Exercise goal
Given the material below, output exactly the lines from the line with "Target: sunlit snow" to the line with "66, row 44.", both ends included, and no other lines.

Dataset records
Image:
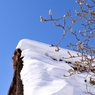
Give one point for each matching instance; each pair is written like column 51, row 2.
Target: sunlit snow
column 41, row 75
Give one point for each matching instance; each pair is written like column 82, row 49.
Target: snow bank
column 41, row 75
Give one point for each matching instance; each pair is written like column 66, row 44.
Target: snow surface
column 41, row 75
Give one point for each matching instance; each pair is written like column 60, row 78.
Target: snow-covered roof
column 43, row 71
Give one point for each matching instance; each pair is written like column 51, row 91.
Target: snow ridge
column 41, row 75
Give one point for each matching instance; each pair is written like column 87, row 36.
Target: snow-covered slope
column 42, row 73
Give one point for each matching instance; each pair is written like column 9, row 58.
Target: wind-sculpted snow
column 41, row 75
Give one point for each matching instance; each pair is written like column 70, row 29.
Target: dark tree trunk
column 16, row 87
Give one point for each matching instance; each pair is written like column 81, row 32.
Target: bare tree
column 86, row 53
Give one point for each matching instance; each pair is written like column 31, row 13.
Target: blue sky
column 21, row 19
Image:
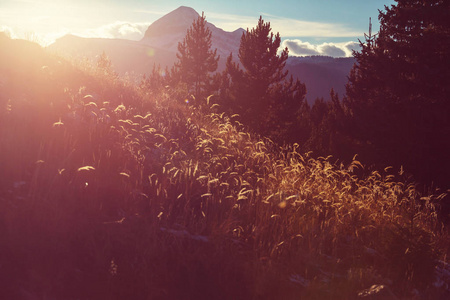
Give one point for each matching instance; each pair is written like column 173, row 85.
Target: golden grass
column 138, row 195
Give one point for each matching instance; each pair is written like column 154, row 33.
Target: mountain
column 320, row 74
column 160, row 42
column 167, row 31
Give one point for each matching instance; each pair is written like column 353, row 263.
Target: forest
column 197, row 184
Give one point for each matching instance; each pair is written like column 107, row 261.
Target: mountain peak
column 178, row 20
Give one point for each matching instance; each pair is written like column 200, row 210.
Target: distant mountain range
column 160, row 42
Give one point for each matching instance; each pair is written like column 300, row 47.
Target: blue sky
column 305, row 23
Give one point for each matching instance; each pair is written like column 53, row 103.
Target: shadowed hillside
column 111, row 191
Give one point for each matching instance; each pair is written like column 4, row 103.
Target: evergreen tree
column 398, row 92
column 196, row 60
column 259, row 92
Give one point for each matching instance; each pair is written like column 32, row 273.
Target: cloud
column 299, row 48
column 8, row 31
column 331, row 50
column 288, row 27
column 118, row 30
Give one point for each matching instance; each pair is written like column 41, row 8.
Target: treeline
column 396, row 108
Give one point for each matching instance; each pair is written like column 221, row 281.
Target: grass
column 109, row 191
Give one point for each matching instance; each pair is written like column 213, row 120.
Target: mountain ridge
column 159, row 46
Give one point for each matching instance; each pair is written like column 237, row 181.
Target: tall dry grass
column 109, row 191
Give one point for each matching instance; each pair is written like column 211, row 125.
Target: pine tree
column 398, row 92
column 196, row 60
column 259, row 92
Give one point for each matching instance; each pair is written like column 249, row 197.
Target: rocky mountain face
column 159, row 47
column 166, row 32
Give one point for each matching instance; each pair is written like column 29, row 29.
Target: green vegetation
column 115, row 190
column 111, row 191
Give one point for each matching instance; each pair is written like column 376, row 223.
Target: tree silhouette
column 259, row 92
column 398, row 90
column 196, row 60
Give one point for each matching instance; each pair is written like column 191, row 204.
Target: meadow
column 112, row 191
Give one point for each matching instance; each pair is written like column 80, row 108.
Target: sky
column 318, row 27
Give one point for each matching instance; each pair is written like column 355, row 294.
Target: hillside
column 107, row 192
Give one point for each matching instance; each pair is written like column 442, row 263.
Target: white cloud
column 118, row 30
column 287, row 27
column 299, row 48
column 8, row 31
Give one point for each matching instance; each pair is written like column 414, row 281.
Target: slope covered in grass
column 109, row 191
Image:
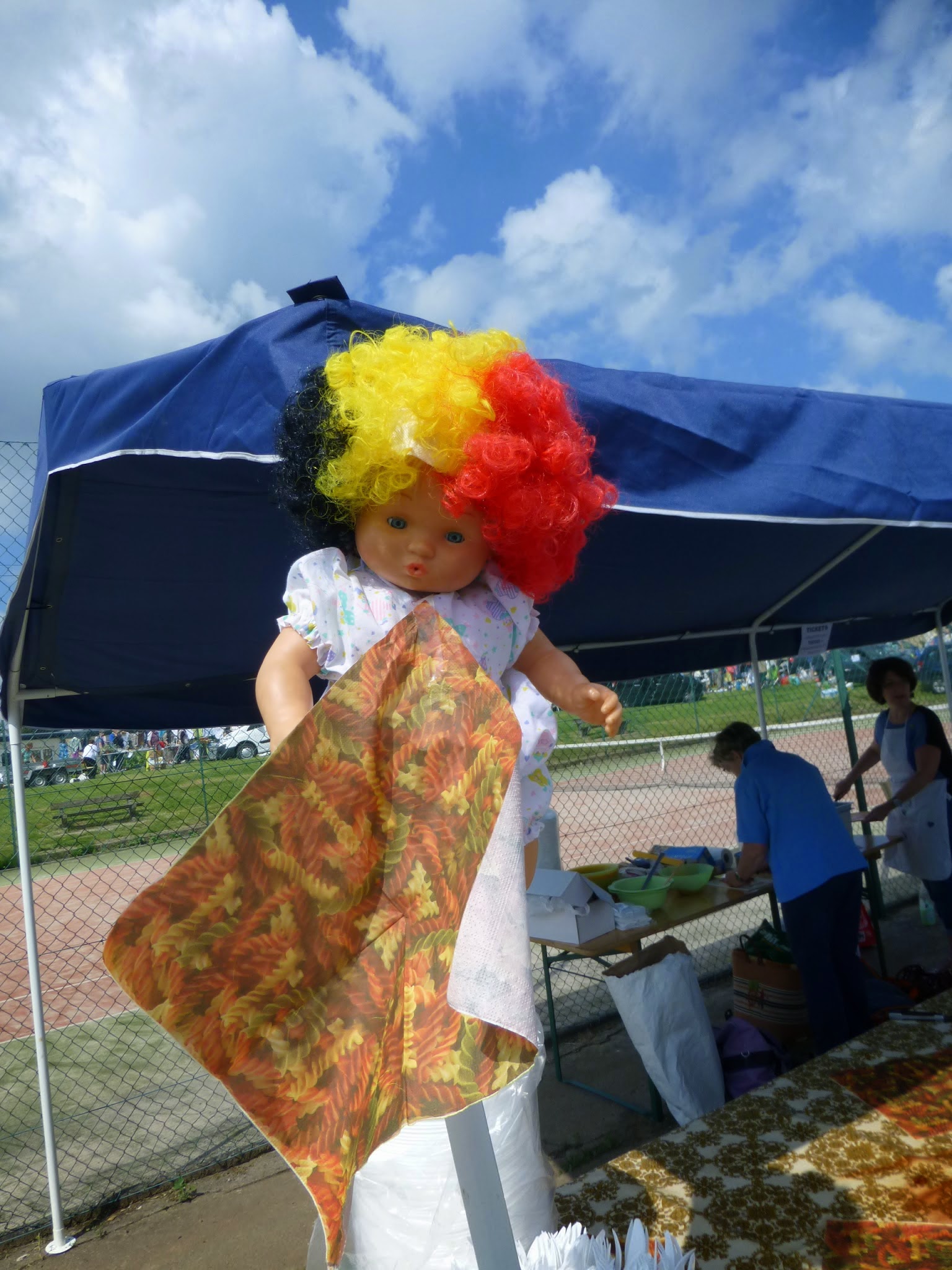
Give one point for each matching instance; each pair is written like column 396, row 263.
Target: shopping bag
column 769, row 944
column 664, row 1015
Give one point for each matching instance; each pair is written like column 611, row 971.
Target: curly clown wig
column 495, row 429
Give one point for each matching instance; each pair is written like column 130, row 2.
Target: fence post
column 8, row 780
column 201, row 773
column 847, row 711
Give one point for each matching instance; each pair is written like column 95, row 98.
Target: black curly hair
column 304, row 445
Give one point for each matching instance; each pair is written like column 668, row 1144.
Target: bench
column 106, row 804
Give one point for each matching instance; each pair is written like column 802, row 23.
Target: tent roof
column 156, row 559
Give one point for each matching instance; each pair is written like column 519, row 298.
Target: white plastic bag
column 664, row 1014
column 405, row 1210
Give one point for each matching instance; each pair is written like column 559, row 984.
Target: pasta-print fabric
column 342, row 609
column 757, row 1184
column 301, row 950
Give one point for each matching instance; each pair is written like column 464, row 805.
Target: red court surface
column 602, row 817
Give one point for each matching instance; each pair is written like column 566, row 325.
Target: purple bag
column 749, row 1057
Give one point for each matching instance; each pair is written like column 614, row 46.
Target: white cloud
column 573, row 270
column 844, row 384
column 943, row 287
column 860, row 156
column 433, row 51
column 671, row 64
column 169, row 171
column 873, row 334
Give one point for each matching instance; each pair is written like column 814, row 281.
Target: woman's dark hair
column 734, row 739
column 304, row 445
column 885, row 666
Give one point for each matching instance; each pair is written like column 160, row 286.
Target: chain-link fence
column 110, row 810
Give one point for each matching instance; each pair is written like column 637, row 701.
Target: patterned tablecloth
column 845, row 1163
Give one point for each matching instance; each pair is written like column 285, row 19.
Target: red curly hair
column 528, row 475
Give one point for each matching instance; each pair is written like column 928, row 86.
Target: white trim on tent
column 168, row 454
column 785, row 520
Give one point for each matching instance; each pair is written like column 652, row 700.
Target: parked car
column 931, row 668
column 50, row 774
column 857, row 660
column 660, row 690
column 239, row 742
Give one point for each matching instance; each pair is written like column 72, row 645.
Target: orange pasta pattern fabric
column 301, row 950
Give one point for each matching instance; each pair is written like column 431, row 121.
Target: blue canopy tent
column 156, row 558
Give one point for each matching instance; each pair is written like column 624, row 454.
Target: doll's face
column 413, row 544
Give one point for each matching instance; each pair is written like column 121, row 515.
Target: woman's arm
column 562, row 682
column 868, row 758
column 283, row 685
column 927, row 765
column 753, row 860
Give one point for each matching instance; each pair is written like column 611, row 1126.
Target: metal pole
column 59, row 1244
column 847, row 711
column 478, row 1173
column 943, row 655
column 201, row 773
column 758, row 686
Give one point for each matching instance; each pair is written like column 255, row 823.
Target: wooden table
column 808, row 1171
column 678, row 910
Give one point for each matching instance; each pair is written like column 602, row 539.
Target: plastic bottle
column 549, row 850
column 927, row 910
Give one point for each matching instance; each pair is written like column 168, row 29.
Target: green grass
column 178, row 802
column 792, row 703
column 172, row 804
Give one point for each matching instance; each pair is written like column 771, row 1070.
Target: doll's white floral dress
column 342, row 609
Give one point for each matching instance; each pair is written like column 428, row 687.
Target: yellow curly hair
column 405, row 395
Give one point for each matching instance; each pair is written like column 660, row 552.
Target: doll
column 346, row 945
column 448, row 468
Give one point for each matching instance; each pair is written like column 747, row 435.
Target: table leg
column 874, row 889
column 552, row 1026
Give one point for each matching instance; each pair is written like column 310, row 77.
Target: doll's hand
column 597, row 705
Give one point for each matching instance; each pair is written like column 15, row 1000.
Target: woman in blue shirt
column 910, row 744
column 787, row 822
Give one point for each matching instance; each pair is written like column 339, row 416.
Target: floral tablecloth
column 844, row 1163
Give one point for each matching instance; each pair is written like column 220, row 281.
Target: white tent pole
column 791, row 595
column 943, row 655
column 758, row 686
column 482, row 1189
column 59, row 1242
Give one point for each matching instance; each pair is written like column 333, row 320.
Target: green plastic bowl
column 692, row 877
column 632, row 890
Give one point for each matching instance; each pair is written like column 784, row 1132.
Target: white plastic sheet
column 664, row 1014
column 405, row 1209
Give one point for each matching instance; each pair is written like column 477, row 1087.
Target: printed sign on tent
column 814, row 639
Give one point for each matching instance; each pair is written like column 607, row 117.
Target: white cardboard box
column 565, row 926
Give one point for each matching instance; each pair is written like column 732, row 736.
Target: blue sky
column 753, row 190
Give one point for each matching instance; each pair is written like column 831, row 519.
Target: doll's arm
column 559, row 678
column 283, row 685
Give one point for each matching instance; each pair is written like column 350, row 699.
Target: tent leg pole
column 943, row 657
column 477, row 1169
column 758, row 686
column 60, row 1242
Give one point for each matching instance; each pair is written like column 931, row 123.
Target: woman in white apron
column 913, row 747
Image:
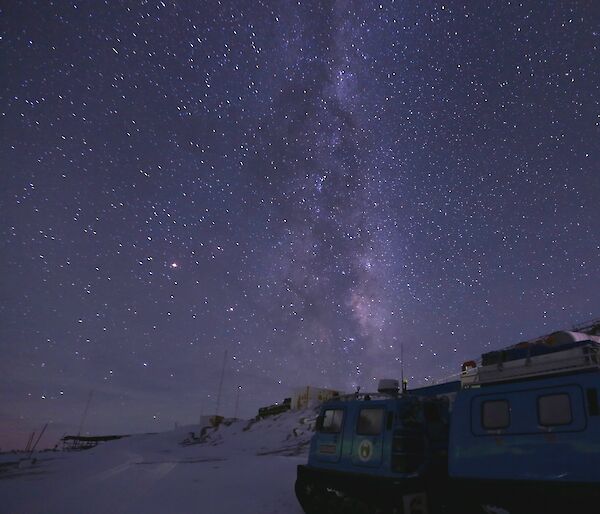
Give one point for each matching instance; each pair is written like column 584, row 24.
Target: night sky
column 307, row 185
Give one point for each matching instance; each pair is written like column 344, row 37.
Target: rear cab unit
column 526, row 426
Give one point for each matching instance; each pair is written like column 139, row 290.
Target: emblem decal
column 365, row 450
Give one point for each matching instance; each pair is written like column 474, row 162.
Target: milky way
column 311, row 186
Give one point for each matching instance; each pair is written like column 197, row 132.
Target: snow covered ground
column 246, row 468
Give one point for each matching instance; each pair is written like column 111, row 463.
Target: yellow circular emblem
column 365, row 450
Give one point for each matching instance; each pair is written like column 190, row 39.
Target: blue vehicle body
column 377, row 449
column 530, row 442
column 521, row 431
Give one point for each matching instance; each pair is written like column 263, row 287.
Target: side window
column 332, row 421
column 554, row 410
column 370, row 422
column 495, row 414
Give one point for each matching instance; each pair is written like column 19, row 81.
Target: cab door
column 329, row 437
column 367, row 443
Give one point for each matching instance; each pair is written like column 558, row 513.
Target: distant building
column 276, row 408
column 310, row 396
column 210, row 420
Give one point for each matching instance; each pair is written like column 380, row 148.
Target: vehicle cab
column 381, row 446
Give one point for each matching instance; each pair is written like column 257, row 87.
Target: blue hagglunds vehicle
column 519, row 431
column 378, row 452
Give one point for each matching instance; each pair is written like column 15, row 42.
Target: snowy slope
column 246, row 468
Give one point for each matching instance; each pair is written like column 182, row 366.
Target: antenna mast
column 87, row 406
column 221, row 383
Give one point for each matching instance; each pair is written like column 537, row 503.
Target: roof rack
column 580, row 356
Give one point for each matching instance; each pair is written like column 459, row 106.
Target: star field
column 307, row 185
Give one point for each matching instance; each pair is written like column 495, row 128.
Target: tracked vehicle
column 520, row 430
column 381, row 452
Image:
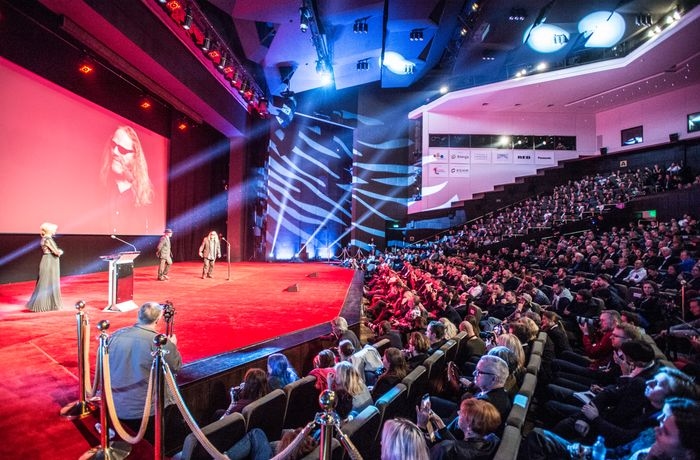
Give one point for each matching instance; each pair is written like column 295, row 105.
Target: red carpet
column 38, row 351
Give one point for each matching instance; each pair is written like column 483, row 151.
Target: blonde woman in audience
column 450, row 328
column 402, row 440
column 512, row 342
column 346, row 377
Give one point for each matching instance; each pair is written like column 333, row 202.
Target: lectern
column 121, row 281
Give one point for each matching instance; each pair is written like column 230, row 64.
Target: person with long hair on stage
column 125, row 173
column 164, row 253
column 209, row 251
column 47, row 292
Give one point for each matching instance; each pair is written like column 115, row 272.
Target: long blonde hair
column 402, row 439
column 47, row 229
column 348, row 378
column 141, row 183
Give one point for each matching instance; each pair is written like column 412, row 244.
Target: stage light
column 416, row 35
column 222, row 62
column 304, row 15
column 604, row 29
column 86, row 67
column 541, row 38
column 206, row 44
column 187, row 23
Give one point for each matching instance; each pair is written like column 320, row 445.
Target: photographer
column 253, row 387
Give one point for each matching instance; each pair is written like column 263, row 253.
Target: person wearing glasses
column 125, row 174
column 488, row 384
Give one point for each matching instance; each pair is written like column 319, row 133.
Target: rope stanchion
column 82, row 407
column 187, row 416
column 159, row 448
column 108, row 451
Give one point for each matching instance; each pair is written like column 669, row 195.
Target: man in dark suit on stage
column 209, row 251
column 164, row 253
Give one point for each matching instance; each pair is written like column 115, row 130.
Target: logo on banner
column 459, row 157
column 459, row 171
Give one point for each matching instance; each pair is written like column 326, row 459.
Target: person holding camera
column 130, row 361
column 253, row 387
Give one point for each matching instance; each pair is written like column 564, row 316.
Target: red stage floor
column 38, row 351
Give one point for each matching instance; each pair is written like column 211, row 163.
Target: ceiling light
column 416, row 35
column 541, row 38
column 187, row 23
column 304, row 15
column 603, row 28
column 206, row 44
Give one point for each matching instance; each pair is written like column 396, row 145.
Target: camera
column 590, row 321
column 236, row 391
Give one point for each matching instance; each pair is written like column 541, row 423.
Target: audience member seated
column 552, row 325
column 436, row 336
column 674, row 437
column 386, row 332
column 253, row 387
column 324, row 364
column 347, row 378
column 417, row 351
column 401, row 440
column 279, row 371
column 395, row 369
column 620, row 404
column 478, row 422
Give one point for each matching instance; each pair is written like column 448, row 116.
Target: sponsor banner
column 438, row 154
column 459, row 156
column 502, row 156
column 481, row 157
column 438, row 170
column 544, row 158
column 523, row 158
column 459, row 170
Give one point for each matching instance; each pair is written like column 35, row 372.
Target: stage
column 220, row 323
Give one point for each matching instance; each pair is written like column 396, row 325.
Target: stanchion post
column 158, row 451
column 80, row 408
column 327, row 420
column 104, row 451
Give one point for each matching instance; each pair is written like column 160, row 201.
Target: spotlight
column 416, row 35
column 222, row 62
column 187, row 24
column 206, row 44
column 304, row 16
column 86, row 66
column 145, row 103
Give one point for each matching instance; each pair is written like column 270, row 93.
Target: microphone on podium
column 114, row 237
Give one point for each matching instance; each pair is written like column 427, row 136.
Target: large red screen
column 68, row 161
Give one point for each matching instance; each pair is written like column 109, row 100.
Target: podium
column 121, row 281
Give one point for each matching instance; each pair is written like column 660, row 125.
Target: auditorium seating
column 365, row 432
column 302, row 402
column 392, row 404
column 416, row 386
column 267, row 413
column 223, row 434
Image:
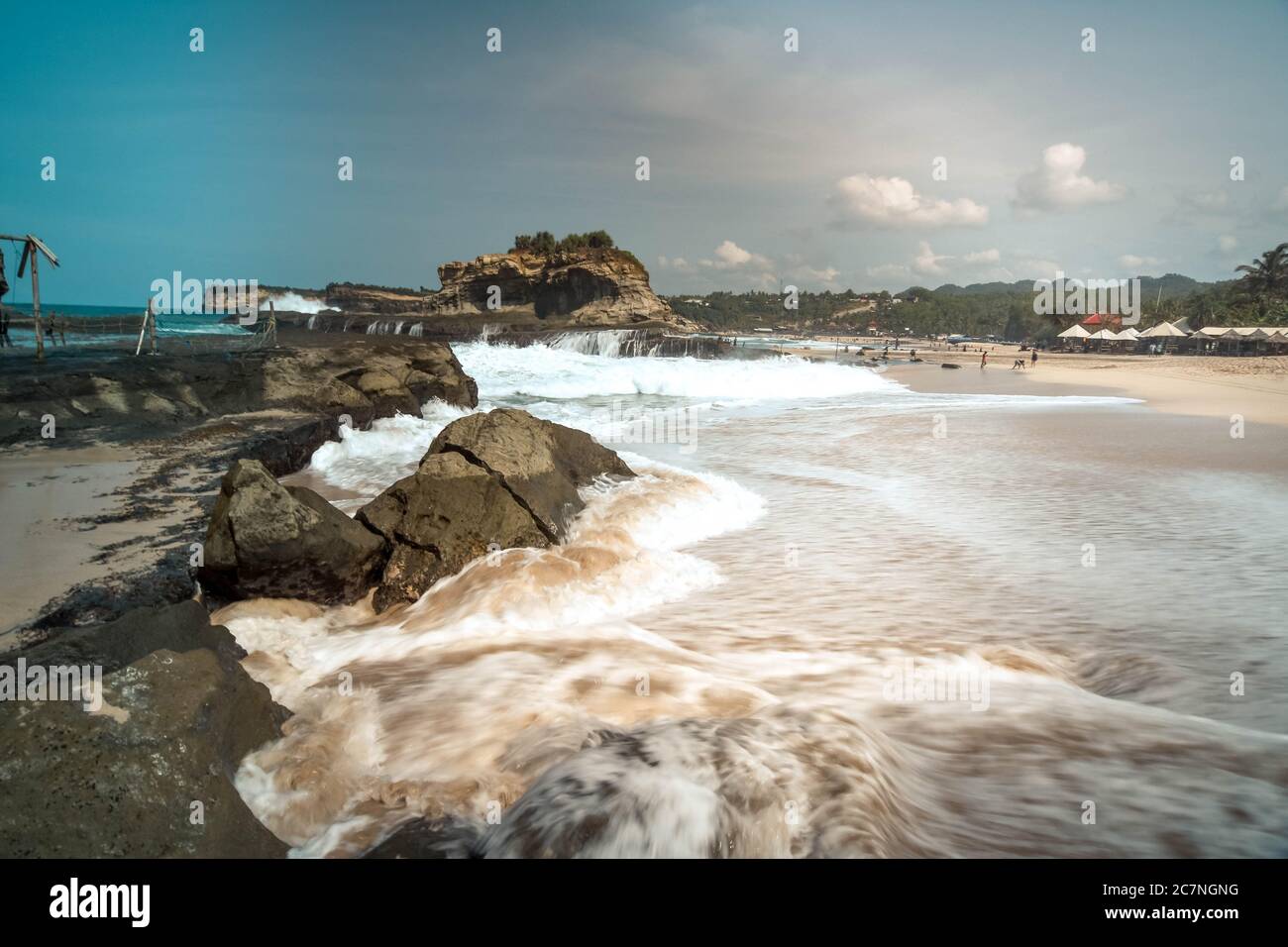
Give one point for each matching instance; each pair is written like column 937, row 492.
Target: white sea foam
column 696, row 728
column 542, row 371
column 294, row 302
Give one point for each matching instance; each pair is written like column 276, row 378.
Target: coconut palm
column 1265, row 277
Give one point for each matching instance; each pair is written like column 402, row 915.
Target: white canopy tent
column 1163, row 330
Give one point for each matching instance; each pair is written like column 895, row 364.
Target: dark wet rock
column 438, row 519
column 429, row 838
column 178, row 716
column 128, row 398
column 540, row 463
column 266, row 539
column 493, row 480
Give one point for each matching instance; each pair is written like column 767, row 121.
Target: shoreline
column 1254, row 388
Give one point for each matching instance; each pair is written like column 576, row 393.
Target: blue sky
column 811, row 167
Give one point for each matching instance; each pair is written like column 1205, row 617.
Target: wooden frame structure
column 31, row 250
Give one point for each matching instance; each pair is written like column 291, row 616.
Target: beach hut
column 1210, row 338
column 1102, row 338
column 1164, row 335
column 1073, row 334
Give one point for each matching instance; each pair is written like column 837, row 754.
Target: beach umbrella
column 1163, row 330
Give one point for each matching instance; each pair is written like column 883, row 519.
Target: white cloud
column 889, row 270
column 1133, row 262
column 1206, row 202
column 978, row 265
column 927, row 262
column 729, row 256
column 862, row 198
column 1059, row 184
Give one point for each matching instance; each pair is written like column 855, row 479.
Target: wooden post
column 35, row 304
column 143, row 328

Output
Target: sunlit snow
column 41, row 75
Give one point for each matching instance; each pair is written like column 82, row 49.
Target: snow bank
column 41, row 75
Give one point for each matching instance; each pair is written like column 66, row 44.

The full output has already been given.